## Start
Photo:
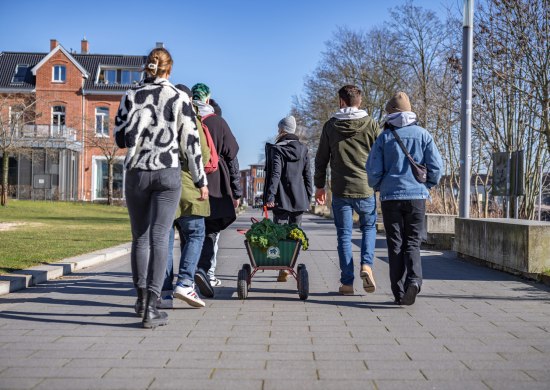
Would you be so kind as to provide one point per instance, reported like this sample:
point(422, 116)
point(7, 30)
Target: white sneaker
point(189, 295)
point(165, 302)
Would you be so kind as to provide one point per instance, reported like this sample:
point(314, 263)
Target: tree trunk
point(110, 164)
point(5, 171)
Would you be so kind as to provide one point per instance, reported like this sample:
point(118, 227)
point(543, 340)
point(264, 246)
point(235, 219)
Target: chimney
point(84, 46)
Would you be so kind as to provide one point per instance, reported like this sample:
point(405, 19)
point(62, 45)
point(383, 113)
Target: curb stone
point(24, 278)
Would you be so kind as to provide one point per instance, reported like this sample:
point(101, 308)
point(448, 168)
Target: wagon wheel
point(242, 288)
point(303, 282)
## End
▸ **Work required**
Retype the listing above line for line, leaving out the pictures.

▸ **Solution to this problem**
Photo:
Would you be so kind as to provide one point per instance, reported like this sample:
point(422, 116)
point(7, 30)
Target: white sneaker
point(189, 295)
point(165, 302)
Would you be so kind as to provide one point per instance, reported like this sample:
point(314, 263)
Target: tree trunk
point(110, 164)
point(5, 171)
Would you be so kind as to provide one point per instance, reported like this sample:
point(118, 227)
point(543, 340)
point(264, 246)
point(235, 219)
Target: chimney
point(84, 46)
Would you be so kind as to provide one point per instance, reported like this sample:
point(405, 19)
point(62, 45)
point(383, 113)
Target: curb stone
point(24, 278)
Would you be so kind as to provide one point per instance, reported like this sample:
point(101, 308)
point(448, 168)
Target: wagon wheel
point(242, 288)
point(303, 282)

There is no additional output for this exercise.